TEXT SHOWN ->
Infections, vitamin deficiencies, thyroid, etc., can also cause or increase the risk of dementia. Moreover, older adults with dementia may develop conditions such as hearing problems, weak eyesight, paralysis, loss of bowel and bladder control, malnutrition, osteoporosis, anxiety, agitation, etc. All these health issues make the elderly vulnerable to mistreatment and a poor standard of living.
Early intervention and treatment can slow its progress, but a full cure hasn’t been developed yet. Dementia is a chronic progressive condition that worsens with time. Hence, medications are only able to reduce the speed of cell degeneration and cannot prevent or cure it.
Moreover, older adults who have other health conditions often face a conflict of medicines. A medicine that can help with osteoporosis may cause disturbing gastric issues. Similarly, most medicines will make one condition better but affect the other condition negatively.
Now, the question is what can be done for these individuals, who have been robbed of a high quality of life, to make them live their remaining life with as much comfort and respect as possible; and how can they get the best treatment possible? A more pertinent question that needs to be answered first is how to prevent or reduce the percentage of people being affected by dementia every year?
Although research on dementia is progressing, an exact cause of the condition and how to prevent it has not yet been unearthed.
Nevertheless, early identification is necessary so as to maximize the impact of medicines. However, mostly people come or are brought to physicians when the condition has advanced significantly.
The first step to identifying dementia is awareness. People should know its symptoms so diagnoses isn’t delayed. Additionally, if you or a loved one is having memory or cognitive problems, take the sage test’s online version Brain Test for an assessment.
The test results can be analyzed by a physician who can then guide you on whether or not further tests are required.
Other things that can be done by physicians to reduce the cases of dementia are;
- Physicians should be careful with blood pressure patients and give them medicines that reduce the chances of strokes and heart attacks.
- Instead of only relying on medicines, physicians should provide behavioral approaches to treat symptoms of dementia. For instance, instead of prescribing sedating medicines to keep patient’s agitation at bay, physicians should emphasize on meditation or a simple hobby to calm down their patient’s increasing frustration.
- Ensure levels of calcium, vitamin D, and vitamin B12 are at optimum levels and give medications if necessary to prevent deficiencies.
- Design a diet rich in brain sharpening foods such as berries, avocado, nuts, fish, etc. should be taken.
- Monitor patient’s diabetes.
- Keep a check on how one medication may affect/ aggravate another condition that a patient may have.
The good news is that people who opt for a healthy lifestyle, switch from junk food to healthy brain sharpening foods and exercise regularly experience a decrease in dementia risks. Hence, it shows that dementia may be prevented to some extent with lifestyle change.

BRIEF ->
Answer these questions from the dementia text:
(a) What does the text call the first step to identifying dementia?
(b) Which three nutrients should be kept at optimum levels?
(c) What may a medicine that helps with osteoporosis cause?

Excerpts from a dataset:
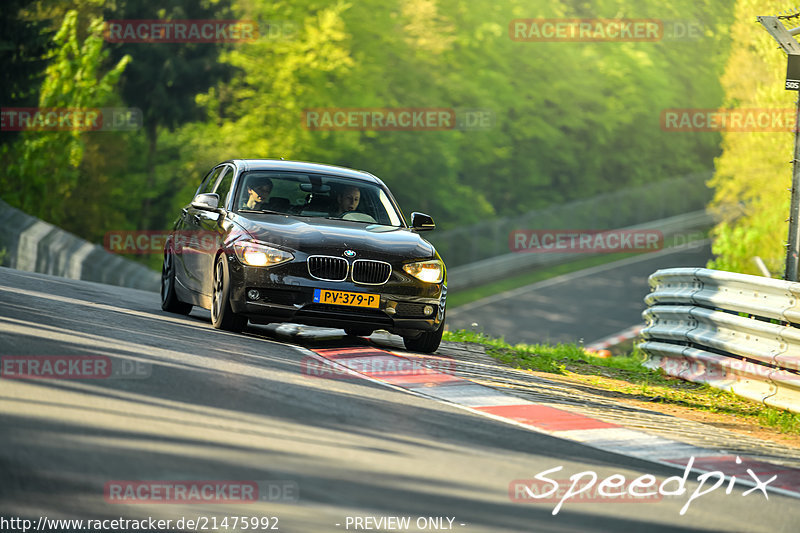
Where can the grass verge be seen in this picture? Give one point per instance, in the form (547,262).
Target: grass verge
(457,298)
(628,378)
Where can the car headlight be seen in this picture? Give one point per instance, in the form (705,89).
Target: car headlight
(255,254)
(431,271)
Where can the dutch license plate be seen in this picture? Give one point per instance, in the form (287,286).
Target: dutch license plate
(352,299)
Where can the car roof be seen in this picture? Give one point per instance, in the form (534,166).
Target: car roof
(303,166)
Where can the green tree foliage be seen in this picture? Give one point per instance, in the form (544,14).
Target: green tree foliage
(163,79)
(752,174)
(570,119)
(23,45)
(43,168)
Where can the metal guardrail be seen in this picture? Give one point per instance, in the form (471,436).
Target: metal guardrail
(736,332)
(33,245)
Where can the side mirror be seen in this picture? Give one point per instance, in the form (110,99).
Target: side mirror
(207,201)
(422,222)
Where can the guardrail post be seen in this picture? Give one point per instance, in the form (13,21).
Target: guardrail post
(788,44)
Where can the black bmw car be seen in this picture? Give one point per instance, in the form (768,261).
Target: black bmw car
(288,241)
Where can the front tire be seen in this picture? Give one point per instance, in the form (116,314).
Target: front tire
(169,300)
(427,342)
(222,316)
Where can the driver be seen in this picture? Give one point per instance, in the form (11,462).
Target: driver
(346,200)
(258,191)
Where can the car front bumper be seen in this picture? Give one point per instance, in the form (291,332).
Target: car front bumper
(286,294)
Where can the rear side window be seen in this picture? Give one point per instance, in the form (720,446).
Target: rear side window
(208,182)
(224,186)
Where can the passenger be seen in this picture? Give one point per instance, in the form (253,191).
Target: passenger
(346,200)
(258,191)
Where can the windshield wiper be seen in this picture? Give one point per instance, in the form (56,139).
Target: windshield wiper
(261,211)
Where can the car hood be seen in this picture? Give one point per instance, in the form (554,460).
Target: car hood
(333,236)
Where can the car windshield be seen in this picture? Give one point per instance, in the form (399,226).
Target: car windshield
(315,195)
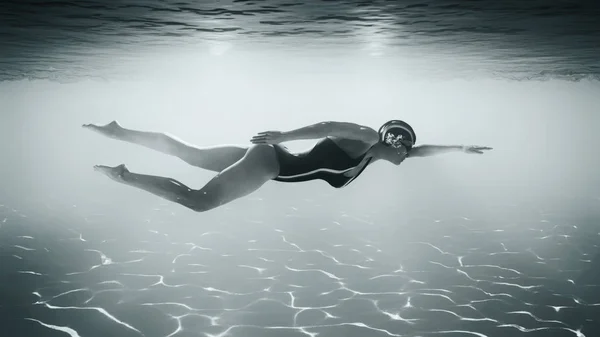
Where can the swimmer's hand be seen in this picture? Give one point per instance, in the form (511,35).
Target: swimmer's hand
(475,149)
(269,137)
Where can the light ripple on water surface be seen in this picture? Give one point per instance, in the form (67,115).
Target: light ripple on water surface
(65,41)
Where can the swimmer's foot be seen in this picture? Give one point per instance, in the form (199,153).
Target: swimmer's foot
(111,130)
(115,173)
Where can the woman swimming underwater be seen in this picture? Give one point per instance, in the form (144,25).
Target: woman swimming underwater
(344,151)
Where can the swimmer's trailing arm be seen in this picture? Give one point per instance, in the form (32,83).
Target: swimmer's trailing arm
(333,129)
(432,150)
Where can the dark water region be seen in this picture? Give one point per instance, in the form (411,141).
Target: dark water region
(530,39)
(522,268)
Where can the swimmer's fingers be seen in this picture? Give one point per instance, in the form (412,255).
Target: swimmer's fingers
(267,137)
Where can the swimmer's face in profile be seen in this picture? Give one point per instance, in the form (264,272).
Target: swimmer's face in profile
(394,154)
(396,138)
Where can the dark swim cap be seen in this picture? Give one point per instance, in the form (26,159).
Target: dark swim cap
(393,131)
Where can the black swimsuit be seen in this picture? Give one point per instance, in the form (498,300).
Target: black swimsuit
(326,161)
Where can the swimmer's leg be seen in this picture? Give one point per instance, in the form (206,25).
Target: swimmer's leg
(215,158)
(258,166)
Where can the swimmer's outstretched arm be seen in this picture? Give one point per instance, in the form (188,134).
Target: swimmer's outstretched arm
(432,150)
(319,130)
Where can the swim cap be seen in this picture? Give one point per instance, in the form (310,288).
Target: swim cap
(393,131)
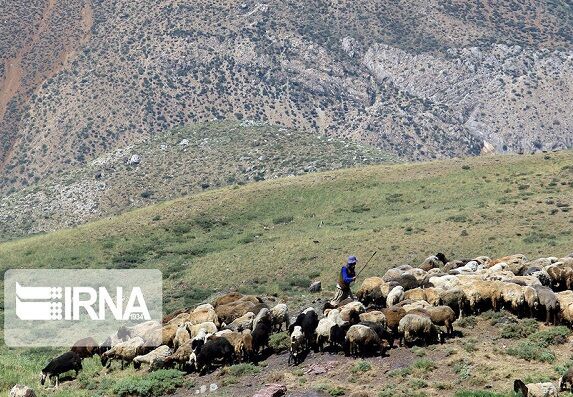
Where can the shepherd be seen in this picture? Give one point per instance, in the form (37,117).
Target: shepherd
(346,276)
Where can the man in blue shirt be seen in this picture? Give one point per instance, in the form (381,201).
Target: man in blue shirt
(346,276)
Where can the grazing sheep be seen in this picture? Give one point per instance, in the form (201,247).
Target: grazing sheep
(124,351)
(371,291)
(361,340)
(264,315)
(374,316)
(393,316)
(182,354)
(322,332)
(531,300)
(546,389)
(444,282)
(566,381)
(237,340)
(548,303)
(395,296)
(565,301)
(86,347)
(194,329)
(308,321)
(181,336)
(416,294)
(351,311)
(444,316)
(261,335)
(434,261)
(227,313)
(242,323)
(214,351)
(160,353)
(512,295)
(64,363)
(454,298)
(203,314)
(338,335)
(138,330)
(280,315)
(414,327)
(296,348)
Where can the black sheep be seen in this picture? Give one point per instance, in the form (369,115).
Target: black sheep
(214,350)
(338,335)
(64,363)
(261,335)
(308,321)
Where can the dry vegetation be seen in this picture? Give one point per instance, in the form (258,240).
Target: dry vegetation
(144,67)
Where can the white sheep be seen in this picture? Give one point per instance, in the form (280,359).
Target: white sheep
(296,345)
(413,326)
(181,336)
(396,295)
(280,315)
(159,353)
(546,389)
(124,351)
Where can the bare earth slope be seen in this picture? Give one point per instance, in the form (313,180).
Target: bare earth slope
(421,79)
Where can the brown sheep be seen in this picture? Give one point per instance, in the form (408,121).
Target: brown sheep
(566,381)
(229,312)
(548,304)
(370,291)
(443,315)
(86,347)
(393,317)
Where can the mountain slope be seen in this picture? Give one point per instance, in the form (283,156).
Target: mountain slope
(275,236)
(420,79)
(173,164)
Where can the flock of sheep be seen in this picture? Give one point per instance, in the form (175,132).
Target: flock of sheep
(417,305)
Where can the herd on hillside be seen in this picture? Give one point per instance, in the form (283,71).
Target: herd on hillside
(415,305)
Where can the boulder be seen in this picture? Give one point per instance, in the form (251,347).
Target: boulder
(22,391)
(134,159)
(315,286)
(271,390)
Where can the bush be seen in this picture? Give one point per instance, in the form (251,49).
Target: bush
(279,342)
(154,384)
(425,365)
(550,336)
(520,330)
(241,369)
(283,220)
(361,366)
(531,351)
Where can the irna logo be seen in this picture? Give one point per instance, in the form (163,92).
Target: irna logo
(57,307)
(68,303)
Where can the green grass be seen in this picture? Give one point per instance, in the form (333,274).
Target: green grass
(197,241)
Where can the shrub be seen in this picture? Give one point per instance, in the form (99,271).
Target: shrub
(531,351)
(283,220)
(279,342)
(467,322)
(425,365)
(241,369)
(550,336)
(154,384)
(520,330)
(361,366)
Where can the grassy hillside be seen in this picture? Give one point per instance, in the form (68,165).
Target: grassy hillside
(274,236)
(182,161)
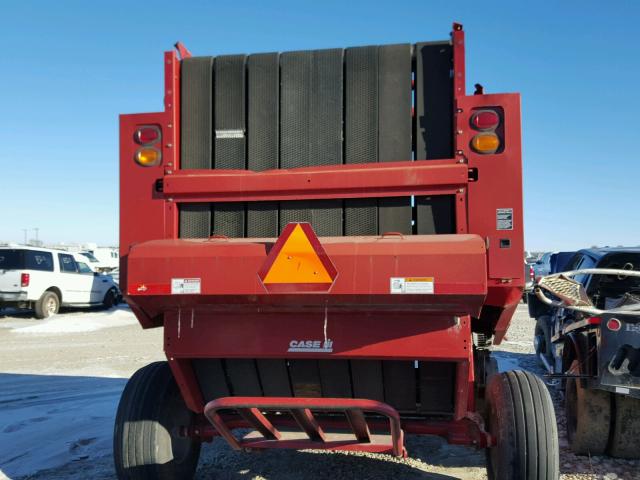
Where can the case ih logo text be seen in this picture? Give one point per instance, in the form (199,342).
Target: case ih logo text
(316,346)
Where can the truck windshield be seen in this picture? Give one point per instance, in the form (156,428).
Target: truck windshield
(90,256)
(11,259)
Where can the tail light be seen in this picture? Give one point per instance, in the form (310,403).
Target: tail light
(485,120)
(148,157)
(614,324)
(488,124)
(147,135)
(485,143)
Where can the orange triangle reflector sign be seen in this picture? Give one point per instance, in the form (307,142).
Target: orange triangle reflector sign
(297,263)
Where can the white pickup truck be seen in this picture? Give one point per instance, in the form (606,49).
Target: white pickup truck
(46,279)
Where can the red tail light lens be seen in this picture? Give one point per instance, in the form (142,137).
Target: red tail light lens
(614,324)
(147,135)
(485,120)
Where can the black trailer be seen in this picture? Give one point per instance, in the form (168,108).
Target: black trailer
(588,337)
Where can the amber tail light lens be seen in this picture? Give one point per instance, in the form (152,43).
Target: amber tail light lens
(148,157)
(485,143)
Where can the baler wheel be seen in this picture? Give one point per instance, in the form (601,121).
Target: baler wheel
(625,437)
(146,444)
(522,422)
(588,413)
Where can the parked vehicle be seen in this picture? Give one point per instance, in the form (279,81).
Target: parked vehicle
(105,258)
(542,266)
(588,335)
(45,279)
(529,275)
(321,254)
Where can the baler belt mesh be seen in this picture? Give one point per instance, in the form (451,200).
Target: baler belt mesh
(312,108)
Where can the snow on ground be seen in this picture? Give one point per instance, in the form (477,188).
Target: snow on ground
(81,322)
(49,421)
(57,408)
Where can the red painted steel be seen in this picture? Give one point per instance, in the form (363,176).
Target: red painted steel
(467,431)
(192,333)
(334,181)
(300,410)
(478,271)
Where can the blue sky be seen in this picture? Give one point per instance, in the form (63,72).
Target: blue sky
(69,68)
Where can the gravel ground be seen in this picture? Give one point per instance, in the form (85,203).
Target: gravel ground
(101,353)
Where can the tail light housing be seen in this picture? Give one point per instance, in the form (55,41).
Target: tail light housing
(489,125)
(485,120)
(485,143)
(148,157)
(147,135)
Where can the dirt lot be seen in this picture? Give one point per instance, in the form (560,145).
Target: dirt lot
(60,381)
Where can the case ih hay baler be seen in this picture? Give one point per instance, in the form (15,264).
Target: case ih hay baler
(322,234)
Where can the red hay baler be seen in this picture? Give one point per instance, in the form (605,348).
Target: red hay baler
(331,240)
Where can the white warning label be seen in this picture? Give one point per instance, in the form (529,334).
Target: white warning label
(185,286)
(229,133)
(409,285)
(504,219)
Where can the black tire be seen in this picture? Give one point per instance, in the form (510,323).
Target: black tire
(588,414)
(542,339)
(625,435)
(110,299)
(47,305)
(522,422)
(145,441)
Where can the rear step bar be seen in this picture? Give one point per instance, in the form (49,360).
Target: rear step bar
(251,410)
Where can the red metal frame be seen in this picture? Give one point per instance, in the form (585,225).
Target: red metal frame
(477,280)
(252,408)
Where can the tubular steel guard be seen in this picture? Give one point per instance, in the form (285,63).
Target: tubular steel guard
(251,408)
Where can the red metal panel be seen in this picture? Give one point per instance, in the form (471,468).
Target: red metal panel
(334,181)
(468,431)
(393,335)
(301,411)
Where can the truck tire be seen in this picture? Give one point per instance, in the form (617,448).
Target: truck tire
(625,435)
(522,421)
(110,299)
(588,413)
(542,339)
(47,305)
(145,441)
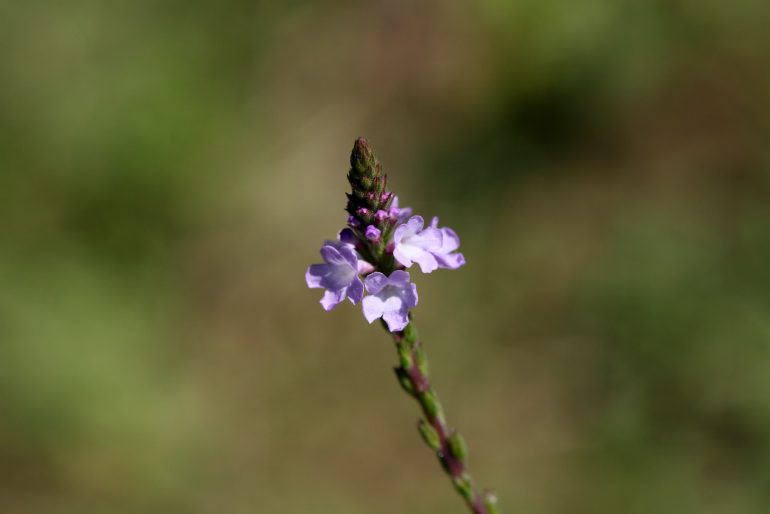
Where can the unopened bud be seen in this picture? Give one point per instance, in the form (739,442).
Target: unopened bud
(429,434)
(430,402)
(464,486)
(403,379)
(373,233)
(457,446)
(490,502)
(380,216)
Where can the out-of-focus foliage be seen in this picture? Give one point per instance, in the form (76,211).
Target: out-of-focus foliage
(168,169)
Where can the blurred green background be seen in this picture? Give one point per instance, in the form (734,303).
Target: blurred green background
(169,169)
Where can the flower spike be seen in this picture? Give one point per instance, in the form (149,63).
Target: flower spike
(380,240)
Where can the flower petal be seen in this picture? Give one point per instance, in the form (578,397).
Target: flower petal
(356,291)
(372,307)
(427,262)
(315,273)
(399,277)
(396,320)
(375,282)
(332,298)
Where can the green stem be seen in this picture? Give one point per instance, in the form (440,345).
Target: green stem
(448,444)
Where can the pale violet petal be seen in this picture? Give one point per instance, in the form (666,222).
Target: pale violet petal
(315,273)
(399,277)
(375,282)
(332,298)
(356,290)
(372,307)
(396,320)
(427,262)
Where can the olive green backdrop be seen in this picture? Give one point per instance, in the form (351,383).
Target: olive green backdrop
(169,169)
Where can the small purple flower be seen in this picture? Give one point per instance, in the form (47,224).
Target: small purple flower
(446,255)
(338,275)
(373,233)
(390,298)
(415,244)
(399,214)
(347,236)
(381,216)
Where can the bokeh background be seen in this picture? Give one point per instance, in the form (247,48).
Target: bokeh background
(169,169)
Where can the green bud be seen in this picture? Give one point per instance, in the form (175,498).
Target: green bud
(410,334)
(457,446)
(404,380)
(404,356)
(429,434)
(421,360)
(431,404)
(464,486)
(490,502)
(366,181)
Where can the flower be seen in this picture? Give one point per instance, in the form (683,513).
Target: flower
(449,243)
(415,244)
(399,214)
(390,298)
(338,275)
(372,233)
(347,236)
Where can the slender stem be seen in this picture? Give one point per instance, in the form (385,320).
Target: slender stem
(447,443)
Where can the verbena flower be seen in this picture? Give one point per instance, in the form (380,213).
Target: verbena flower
(413,243)
(338,274)
(373,233)
(399,214)
(380,239)
(390,298)
(446,255)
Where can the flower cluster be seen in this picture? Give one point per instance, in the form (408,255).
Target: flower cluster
(381,240)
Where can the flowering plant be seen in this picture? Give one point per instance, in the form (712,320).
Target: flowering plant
(381,241)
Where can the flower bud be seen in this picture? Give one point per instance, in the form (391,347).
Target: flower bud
(457,446)
(429,434)
(373,233)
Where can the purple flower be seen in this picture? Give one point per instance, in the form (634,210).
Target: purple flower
(390,298)
(381,216)
(399,214)
(446,255)
(347,236)
(338,275)
(373,233)
(415,244)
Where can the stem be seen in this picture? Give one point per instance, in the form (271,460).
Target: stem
(447,443)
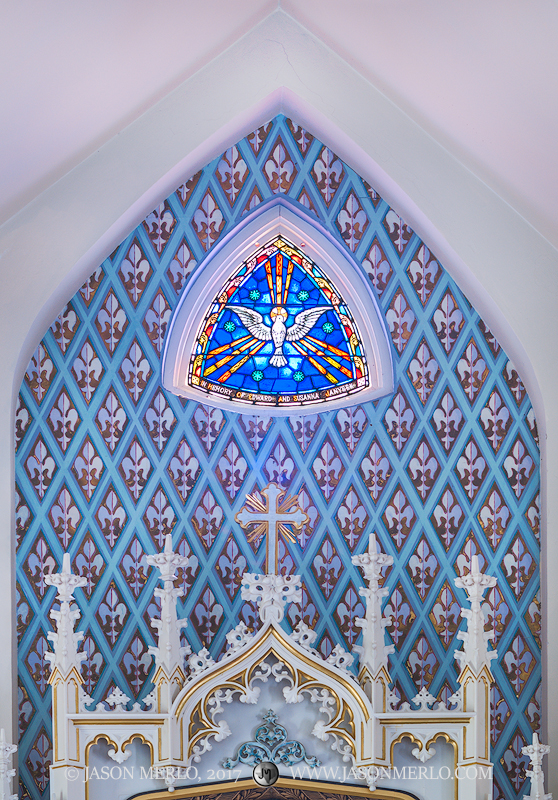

SOLUTION TO THIS TASK ->
(a) Awareness.
(b) Calcium, vitamin D, and vitamin B12.
(c) Disturbing gastric issues.